» **ENTRIES SUPPLIED**:

'''

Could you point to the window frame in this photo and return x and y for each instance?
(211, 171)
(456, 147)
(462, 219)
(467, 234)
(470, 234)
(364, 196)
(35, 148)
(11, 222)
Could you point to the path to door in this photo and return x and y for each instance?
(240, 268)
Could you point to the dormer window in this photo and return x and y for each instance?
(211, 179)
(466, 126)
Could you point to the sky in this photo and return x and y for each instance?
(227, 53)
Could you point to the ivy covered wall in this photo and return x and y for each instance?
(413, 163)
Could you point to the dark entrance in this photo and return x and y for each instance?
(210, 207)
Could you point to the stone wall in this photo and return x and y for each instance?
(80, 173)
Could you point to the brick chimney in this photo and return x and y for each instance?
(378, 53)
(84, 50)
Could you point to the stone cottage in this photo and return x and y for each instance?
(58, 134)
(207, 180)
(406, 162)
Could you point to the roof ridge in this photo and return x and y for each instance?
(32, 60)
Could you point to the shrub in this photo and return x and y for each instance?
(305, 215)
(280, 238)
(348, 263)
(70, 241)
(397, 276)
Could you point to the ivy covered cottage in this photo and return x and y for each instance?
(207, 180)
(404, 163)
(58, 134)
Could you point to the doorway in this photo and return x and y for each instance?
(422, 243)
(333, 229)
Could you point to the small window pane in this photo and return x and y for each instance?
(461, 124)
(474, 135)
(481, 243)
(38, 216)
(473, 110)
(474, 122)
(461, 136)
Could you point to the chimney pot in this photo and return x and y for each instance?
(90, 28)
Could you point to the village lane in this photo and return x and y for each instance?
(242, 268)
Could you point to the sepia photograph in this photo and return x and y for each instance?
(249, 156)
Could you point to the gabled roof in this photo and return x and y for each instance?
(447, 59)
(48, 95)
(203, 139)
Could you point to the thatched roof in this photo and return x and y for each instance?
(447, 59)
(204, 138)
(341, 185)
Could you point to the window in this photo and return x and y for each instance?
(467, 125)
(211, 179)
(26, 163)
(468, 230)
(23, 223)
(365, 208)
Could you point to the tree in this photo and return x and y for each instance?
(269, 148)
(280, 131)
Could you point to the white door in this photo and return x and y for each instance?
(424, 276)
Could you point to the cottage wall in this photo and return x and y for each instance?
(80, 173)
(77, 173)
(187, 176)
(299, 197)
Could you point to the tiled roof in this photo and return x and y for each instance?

'''

» **DIRECTIVE**: Exactly as shown, repeat every record.

» **REPLY**:
Could you point to the window frame in this photo and return x and y for each instance?
(211, 171)
(456, 147)
(462, 219)
(467, 234)
(470, 234)
(364, 196)
(35, 148)
(11, 222)
Could you point to the path to door in this photo and return x and y for each instance?
(240, 268)
Could you point to the dormer window in this photo and return x and y for each instance?
(211, 179)
(466, 126)
Could you point to the sky in this photo and return x and y for each instance?
(227, 53)
Could you point to the ivy covered wall in this photo and return x and y for each instance?
(413, 163)
Could you point to the dark entrance in this photo and return x and y for each instance?
(210, 207)
Could you point to the stone wall in this photo and return x and y for each instance?
(80, 173)
Could you point to the brick chimney in this photo and return x and y for each instance?
(378, 53)
(84, 50)
Could you point to the stone cottage in this photo and return x and y for each instance?
(58, 134)
(207, 180)
(406, 162)
Could you point to the roof ridge in this photo and return x and y for each instance?
(32, 60)
Could you point to the shrub in this photo and return x and y for each instance?
(305, 215)
(280, 238)
(348, 263)
(70, 241)
(397, 276)
Could you point to the ivy covered cottage in this photo and return x and y for each instance?
(207, 180)
(404, 163)
(58, 134)
Could you point to the doorway in this photo and return x and y for each instance?
(422, 243)
(333, 229)
Could you point to the small window pane in this photo and return x and y for each instance?
(461, 124)
(474, 135)
(481, 243)
(38, 216)
(473, 110)
(474, 122)
(461, 136)
Could you point to the chimney pot in this photo and return x and y for each instance?
(90, 28)
Could you point to the village lane in this photo and return x and y for each instance?
(242, 268)
Could you point to the sepia photograph in this photo and return x and y for each instance?
(249, 156)
Could you point to the gabled roof in this photo and return x and y for each instance?
(447, 59)
(48, 95)
(203, 139)
Could you point to the thatched roof in this photo and return x and y for each instance?
(447, 59)
(204, 138)
(341, 185)
Could you point to the window in this photo and return x and y for each instance?
(467, 125)
(211, 179)
(26, 163)
(468, 230)
(23, 223)
(365, 208)
Could you point to the tree in this photo and return x and y for each instance?
(269, 148)
(280, 131)
Could you point to the white door in this photo and return x and y for each instance?
(424, 276)
Could you point to the cottage wall in this photo and return x and y for each instance?
(80, 173)
(77, 173)
(187, 176)
(299, 197)
Could you point to the tiled roof in this photo and return x and y for each instance?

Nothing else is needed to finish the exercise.